Passage:
** begin **

Some of these activities including real Olympic game events are heavier on sports appeal

It is time for the 2014 Winter Olympic games in Sochi Russia where competitors including some athletes come together in what has become a mix of sporting and entertainment engaging activities.

Olympic rings image

Games of inches and seconds, performance and skill
Some of these activities including real Olympic game events are heavier on sports appeal, some with artistic and others pure entertainment with a mix of beauty, brawn and maybe even a beast or two. Then there are those events that have been around since the last ice age, while others being post global warming era.

Hence some have been around longer than others showing a mix of old, new in terms of the sports, athletes not to mention technology and their outfits.

** end **

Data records
** begin **

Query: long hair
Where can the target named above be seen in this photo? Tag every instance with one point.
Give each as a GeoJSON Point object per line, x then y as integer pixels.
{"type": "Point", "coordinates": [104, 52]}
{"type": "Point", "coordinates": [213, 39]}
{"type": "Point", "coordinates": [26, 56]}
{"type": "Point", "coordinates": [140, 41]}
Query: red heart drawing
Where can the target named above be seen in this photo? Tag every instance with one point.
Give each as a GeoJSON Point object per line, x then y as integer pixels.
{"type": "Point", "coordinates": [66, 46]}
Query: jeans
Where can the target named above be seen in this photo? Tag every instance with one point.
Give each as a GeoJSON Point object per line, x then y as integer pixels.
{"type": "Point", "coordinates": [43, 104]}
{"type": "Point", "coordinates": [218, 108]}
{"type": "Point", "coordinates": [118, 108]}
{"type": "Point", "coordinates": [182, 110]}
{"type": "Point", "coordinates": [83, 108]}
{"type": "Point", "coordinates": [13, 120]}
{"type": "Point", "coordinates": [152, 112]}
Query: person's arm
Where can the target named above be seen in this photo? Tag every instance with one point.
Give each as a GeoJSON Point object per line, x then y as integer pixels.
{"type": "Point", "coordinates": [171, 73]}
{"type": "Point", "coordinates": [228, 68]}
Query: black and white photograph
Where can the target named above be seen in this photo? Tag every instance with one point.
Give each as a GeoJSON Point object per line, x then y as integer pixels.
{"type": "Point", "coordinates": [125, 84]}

** end **

Instructions:
- 1) Retype the part of the Sochi Olympics passage from "Games of inches" up to and including "and their outfits.".
- 2) In the Sochi Olympics passage, which things does the sentence beginning "Hence some have been around longer" say show a mix of old and new?

Per-task outputs:
- 1)
Games of inches and seconds, performance and skill
Some of these activities including real Olympic game events are heavier on sports appeal, some with artistic and others pure entertainment with a mix of beauty, brawn and maybe even a beast or two. Then there are those events that have been around since the last ice age, while others being post global warming era.

Hence some have been around longer than others showing a mix of old, new in terms of the sports, athletes not to mention technology and their outfits.

- 2) Sports, athletes, technology, and outfits.